Every line below should be set down exactly as it appears.

[Records drawn from a dataset]
----------

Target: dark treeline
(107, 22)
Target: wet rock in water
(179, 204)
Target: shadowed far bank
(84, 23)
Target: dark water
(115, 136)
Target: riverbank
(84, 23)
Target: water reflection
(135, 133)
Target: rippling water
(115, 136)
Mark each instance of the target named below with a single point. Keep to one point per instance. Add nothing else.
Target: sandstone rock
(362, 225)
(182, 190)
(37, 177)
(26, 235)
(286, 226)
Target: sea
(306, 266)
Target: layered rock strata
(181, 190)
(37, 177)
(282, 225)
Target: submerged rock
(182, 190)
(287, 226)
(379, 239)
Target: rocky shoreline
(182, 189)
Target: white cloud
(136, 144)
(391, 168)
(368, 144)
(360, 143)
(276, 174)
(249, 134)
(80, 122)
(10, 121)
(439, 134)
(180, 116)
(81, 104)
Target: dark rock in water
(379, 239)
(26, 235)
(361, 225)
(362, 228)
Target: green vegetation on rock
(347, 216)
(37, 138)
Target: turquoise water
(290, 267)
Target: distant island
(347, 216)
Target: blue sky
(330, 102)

----------

### [Solution to this exercise]
Target: dark treeline
(107, 22)
Target: wet rock in water
(179, 204)
Target: shadowed far bank
(84, 23)
Target: dark water
(115, 136)
Target: riverbank
(84, 23)
Target: water reflection
(135, 133)
Target: rippling water
(115, 136)
Mark each instance of the target named below with a single point. Keep to one point per instance. Add nothing else.
Target: sandstone rock
(362, 225)
(182, 190)
(37, 177)
(26, 235)
(286, 226)
Target: sea
(306, 266)
Target: layered rock strata
(181, 190)
(37, 177)
(282, 225)
Target: submerged rock
(182, 190)
(287, 226)
(379, 239)
Target: rocky shoreline
(182, 189)
Target: white cloud
(136, 144)
(391, 168)
(368, 144)
(360, 143)
(276, 174)
(249, 134)
(80, 122)
(10, 121)
(439, 134)
(180, 116)
(81, 104)
Target: dark rock in water
(379, 239)
(26, 235)
(361, 225)
(362, 228)
Target: green vegetation on rock
(347, 216)
(37, 138)
Target: turquoise water
(290, 267)
Target: distant island
(347, 216)
Target: blue sky
(330, 102)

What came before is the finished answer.